───── Entries provided

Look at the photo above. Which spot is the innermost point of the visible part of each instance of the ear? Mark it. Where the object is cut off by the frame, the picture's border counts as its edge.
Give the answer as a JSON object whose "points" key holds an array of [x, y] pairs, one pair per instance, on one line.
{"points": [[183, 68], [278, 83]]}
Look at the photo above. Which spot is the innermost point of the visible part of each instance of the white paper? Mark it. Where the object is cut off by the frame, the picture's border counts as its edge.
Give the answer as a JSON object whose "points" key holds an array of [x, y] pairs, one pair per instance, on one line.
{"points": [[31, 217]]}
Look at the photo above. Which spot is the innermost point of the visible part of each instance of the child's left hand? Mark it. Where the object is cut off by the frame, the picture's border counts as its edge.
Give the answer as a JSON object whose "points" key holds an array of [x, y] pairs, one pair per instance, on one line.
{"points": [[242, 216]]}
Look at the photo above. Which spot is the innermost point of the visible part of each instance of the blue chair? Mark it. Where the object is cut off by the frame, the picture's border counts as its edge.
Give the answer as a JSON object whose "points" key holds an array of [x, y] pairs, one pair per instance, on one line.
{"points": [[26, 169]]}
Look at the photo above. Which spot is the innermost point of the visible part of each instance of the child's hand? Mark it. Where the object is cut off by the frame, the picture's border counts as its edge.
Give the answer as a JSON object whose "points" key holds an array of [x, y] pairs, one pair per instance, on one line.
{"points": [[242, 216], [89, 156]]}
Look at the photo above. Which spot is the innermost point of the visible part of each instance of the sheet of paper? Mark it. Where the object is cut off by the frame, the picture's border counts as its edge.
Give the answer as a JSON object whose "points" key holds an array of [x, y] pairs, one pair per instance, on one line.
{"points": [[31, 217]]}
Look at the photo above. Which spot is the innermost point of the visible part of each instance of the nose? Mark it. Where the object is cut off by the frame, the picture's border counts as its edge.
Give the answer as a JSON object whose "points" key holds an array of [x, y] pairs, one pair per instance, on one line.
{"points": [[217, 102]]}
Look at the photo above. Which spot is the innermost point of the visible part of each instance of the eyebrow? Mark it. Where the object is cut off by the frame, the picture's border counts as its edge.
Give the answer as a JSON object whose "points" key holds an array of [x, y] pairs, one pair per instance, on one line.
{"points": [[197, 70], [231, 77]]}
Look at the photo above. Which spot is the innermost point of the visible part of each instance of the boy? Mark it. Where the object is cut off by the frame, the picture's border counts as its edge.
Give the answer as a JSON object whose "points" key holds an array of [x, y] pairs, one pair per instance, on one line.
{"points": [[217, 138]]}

──────────

* [Task description]
Write out the full listing, keeping every line exactly as it is.

* [The response]
Look at the photo above. Which spot is the innermost point of the visible part of each instance of the ear? Mark it. Where the object is cut off by the frame, the picture's border counts as its edge.
Give the answer as a JSON object whose "points" key holds an array of [x, y] pairs, one pair per instance, on one line.
{"points": [[183, 68], [278, 83]]}
Look at the photo above. Which spot is the innermost point of the visible part of each instance of the white paper? Mark it. Where the object is cut off by the frame, the picture's border counts as its edge.
Give the answer as a JSON object whose "points" key holds an array of [x, y] pairs, one pair per instance, on one line.
{"points": [[31, 217]]}
Look at the photo above. Which spot is the innermost point of the visible part of each instance of the child's left hand? Mark it. Where the object is cut off by the frame, the picture's border counts as its edge.
Give the answer as a JSON object whose "points" key holds an array of [x, y] pairs, one pair per instance, on one line.
{"points": [[242, 216]]}
Look at the photo above. Which spot is the innermost point of the visible part of each instance of the blue chair? Mark it. Where the object is cut off by the frame, the picture's border counts as its edge.
Give the answer as a JSON object whose "points" key holds an array of [x, y] pairs, one pair per instance, on one line.
{"points": [[26, 169]]}
Look at the photo above. Which spot is the innermost point of the visible part of each instance of the child's hand? Mark it. Where the object is cut off by the frame, the picture's border counts as its edge.
Give the answer as a JSON object whose "points" key holds an array of [x, y] pairs, one pair per instance, on one line.
{"points": [[242, 216], [89, 156]]}
Look at the photo above. Which spot is the innermost point of the visible part of each instance of the sheet of paper? Mark it. Where the object is cut off by the frame, the picture's border counts as its edge.
Give the answer as a JSON object whose "points" key holds an array of [x, y] pairs, one pair per instance, on one line.
{"points": [[31, 217]]}
Look at the photo above. Which spot is the innermost point of the visible part of each instance of the nose? Mark it. Where the object is cut off by the frame, the picture's border counts as its edge.
Give the answer as a JSON object whose "points" key holds an array of [x, y] pairs, one pair per instance, on one line.
{"points": [[217, 102]]}
Look at the photo above. Which spot is the innermost point of the visible part of each instance of the eyebrow? Mark it. Where the object is cut off by the frame, the picture's border counts as its edge.
Give the answer as a JSON object whose "points" key holds an array of [x, y] pairs, one pair per instance, on one line.
{"points": [[197, 70], [231, 77]]}
Look at the photo above. Which spot is the innermost point of the visible part of each instance of the boy? Mark it. Where the object is cut off by the frame, the picture's border counts as its edge.
Give the answer as a JSON object whose "points" key holds an array of [x, y] pairs, one pair per instance, on one line.
{"points": [[217, 138]]}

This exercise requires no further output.